++++ PROVIDED TEXT ++++

PII Detection

Rime includes an automatic PII detection scanner that analyses column data against a library of patterns to identify personally identifiable information. Detected PII is flagged for human review — the scanner never auto-classifies columns or changes masking policies on its own.

PII detection works alongside the masked-by-default model. Because all columns start masked, detected PII does not represent an immediate exposure risk. The scanner’s role is to accelerate classification by surfacing columns that likely contain personal data so governance administrators can prioritise their review.

How scanning works

When a scan runs, Rime samples rows from each unclassified column and evaluates the sample data against its pattern library. The process:

Column selection — the scanner identifies columns that have not been classified or that have been modified since their last scan
Row sampling — Rime reads a sample of rows from each column (typically 100-1000 rows, depending on table size). Sampling uses the Rime service account’s Snowflake role, which has access to unmasked data
Pattern matching — each sampled value is tested against the full pattern library. Multiple patterns can match a single column
Confidence scoring — based on the match rate across sampled rows, the scanner assigns a confidence level
Flagging — columns that exceed the minimum confidence threshold are flagged for review in the data classification column browser

Scans run automatically when new data sources are connected and when schema changes are detected. You can also trigger a manual scan at any time.

++++ DATA BLOCK ++++

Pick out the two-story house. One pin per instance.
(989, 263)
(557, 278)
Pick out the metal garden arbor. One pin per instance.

++++

◆ WHAT TO DO
1. Answer these questions about the PII detection text:
(a) What is done with PII once the scanner detects it?
(b) About how many rows does Rime usually sample from each column?
(c) In what two cases do scans run on their own?
2. Write out the PII detection text from "PII detection works" to "prioritise their review.", swapping "governance administrators" for "data stewards".

◆ ANSWERS PROVIDED
1.
(a) It is flagged for human review.
(b) Typically 100-1000 rows, depending on table size.
(c) When new data sources are connected and when schema changes are detected.

2.
PII detection works alongside the masked-by-default model. Because all columns start masked, detected PII does not represent an immediate exposure risk. The scanner’s role is to accelerate classification by surfacing columns that likely contain personal data so data stewards can prioritise their review.